**What to work on**
In the comments below about Scientific American and Reason, write out the passage starting with "There's solid evidence" and going on through "ideologically unacceptable way.", without changing a word.

**Extracted text**

┌────────

Whether the EIC of SciAm overstepped with her own editorializing is probably not something we as outsiders can really say, given the complexities of running a newsroom. I would caution people against taking this superficial judgment too seriously.
Whether the EIC of SciAm overstepped with her own editorializing is probably not something we as outsiders can really say, given the complexities of running a newsroom. I would caution people against taking this superficial judgment too seriously.
Reason does interesting stuff, sure, but no mistake it has a bias and that is a right centre libertarian view that loads factual content toward a predetermined conconclusion that individual free thinkers trump all.
As such they take part in a current conservative habit of demonising "Science" to undermine results that bear on, say, environmental health, climate change, on so on that might result in slowing down a libertarian vision of industry.
I still read their copy, I'm a broad ingestor of content, but no one should be blind to their lean either.
There's solid evidence youth gender medicine ameliorates suicidality. Cherry picking from a single study is dishonest.
To be clear - the accusation isn't SciAm was politicised, but that it was politicised in an ideologically unacceptable way.
I doubt we'd hear a squeak of complaint if a new editor started promoting crackpot opinion pieces about how all research should be funded by markets instead of governments (because governments shouldn't exist), or that libertarianism is the highest form of rationality.
I'll take its deeply-felt concern for science and reason seriously when it starts calling out RFK Jr for being unscientific. (Prediction: this will never happen.)
Perhaps, especially in a dialogue specifically about scientific, reasoning and factual quality, we should avoid arguments based on counterfactual conjectures. A type of argument so weak it facilitates any viewpoint.
If you have even weak evidence, better to reference that.

└────────

**Material provided**
┌────────

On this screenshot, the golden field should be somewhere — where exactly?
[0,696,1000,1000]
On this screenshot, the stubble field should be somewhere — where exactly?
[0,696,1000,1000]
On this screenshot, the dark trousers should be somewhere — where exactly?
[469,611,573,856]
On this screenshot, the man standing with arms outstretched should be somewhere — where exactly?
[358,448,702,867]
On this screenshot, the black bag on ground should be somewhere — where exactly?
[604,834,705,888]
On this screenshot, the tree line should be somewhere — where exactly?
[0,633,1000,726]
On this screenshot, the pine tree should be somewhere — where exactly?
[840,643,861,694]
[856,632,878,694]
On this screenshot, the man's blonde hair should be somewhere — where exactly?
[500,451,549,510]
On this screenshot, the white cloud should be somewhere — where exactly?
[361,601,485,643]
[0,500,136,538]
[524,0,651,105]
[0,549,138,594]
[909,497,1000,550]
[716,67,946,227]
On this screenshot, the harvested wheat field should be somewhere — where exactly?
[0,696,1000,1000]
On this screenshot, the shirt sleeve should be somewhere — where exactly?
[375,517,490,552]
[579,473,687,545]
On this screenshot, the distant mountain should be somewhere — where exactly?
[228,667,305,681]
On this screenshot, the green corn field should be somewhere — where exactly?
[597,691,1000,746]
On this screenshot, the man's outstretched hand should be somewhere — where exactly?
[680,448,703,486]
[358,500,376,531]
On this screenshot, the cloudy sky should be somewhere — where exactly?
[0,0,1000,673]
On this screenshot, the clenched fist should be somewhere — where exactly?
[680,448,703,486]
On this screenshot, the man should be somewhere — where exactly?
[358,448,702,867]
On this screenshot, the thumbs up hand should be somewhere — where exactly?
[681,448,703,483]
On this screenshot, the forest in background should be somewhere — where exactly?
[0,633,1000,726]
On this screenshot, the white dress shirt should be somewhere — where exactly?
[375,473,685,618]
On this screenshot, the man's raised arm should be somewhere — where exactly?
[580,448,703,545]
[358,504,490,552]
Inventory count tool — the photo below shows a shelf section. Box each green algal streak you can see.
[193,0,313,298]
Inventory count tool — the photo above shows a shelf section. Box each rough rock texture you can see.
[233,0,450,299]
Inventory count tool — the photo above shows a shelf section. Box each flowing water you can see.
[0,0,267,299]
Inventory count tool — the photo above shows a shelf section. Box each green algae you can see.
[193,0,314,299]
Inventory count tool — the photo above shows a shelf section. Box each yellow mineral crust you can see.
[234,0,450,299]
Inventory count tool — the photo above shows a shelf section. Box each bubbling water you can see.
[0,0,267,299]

└────────

**Task answer**
There's solid evidence youth gender medicine ameliorates suicidality. Cherry picking from a single study is dishonest.
To be clear - the accusation isn't SciAm was politicised, but that it was politicised in an ideologically unacceptable way.